_EXERCISE AIM_
Reproduce each line of the following material exactly, omitting the images.

_EXERCISE MATERIAL_

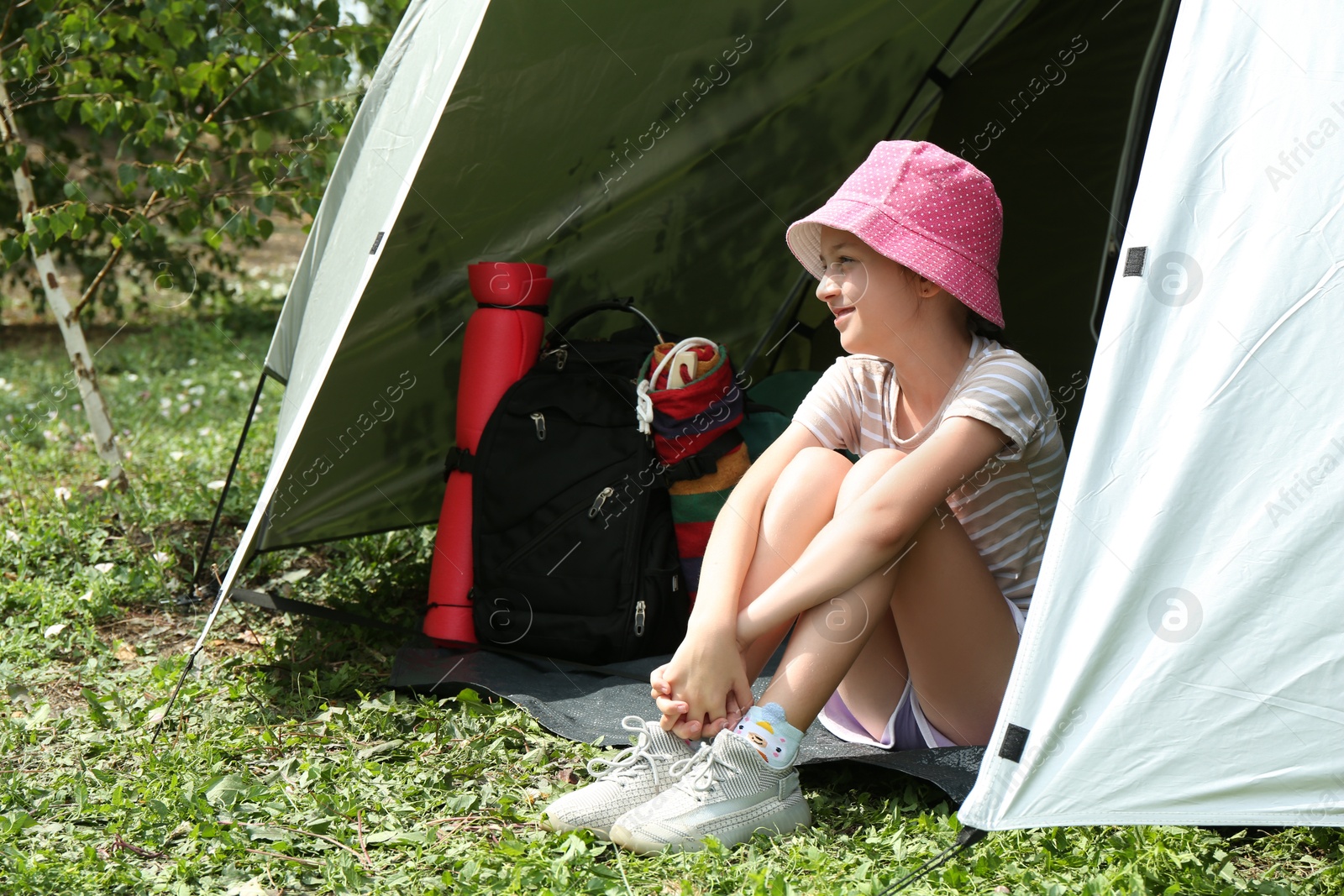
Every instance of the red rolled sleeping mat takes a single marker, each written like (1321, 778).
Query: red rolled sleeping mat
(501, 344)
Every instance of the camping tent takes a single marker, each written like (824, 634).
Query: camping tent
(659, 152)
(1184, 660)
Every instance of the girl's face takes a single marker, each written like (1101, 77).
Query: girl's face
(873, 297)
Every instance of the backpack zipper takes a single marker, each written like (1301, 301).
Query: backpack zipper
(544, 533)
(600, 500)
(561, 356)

_RESULT OF THE EXERCISE_
Every instance of the red rolled sleeping mat takes a single marker, each written like (1321, 778).
Query: red rolled sleeping mat
(501, 344)
Every instance of the camping tent takes a single marker, each written like (824, 634).
Query: camping tent
(659, 152)
(1184, 660)
Every instance of the girl's face takes a single marker, each written like (1101, 77).
Query: girl's face
(873, 297)
Every instance of the backpack zipper takes a single marker, each written like (1301, 301).
Query: backpack zipper
(544, 533)
(600, 500)
(561, 356)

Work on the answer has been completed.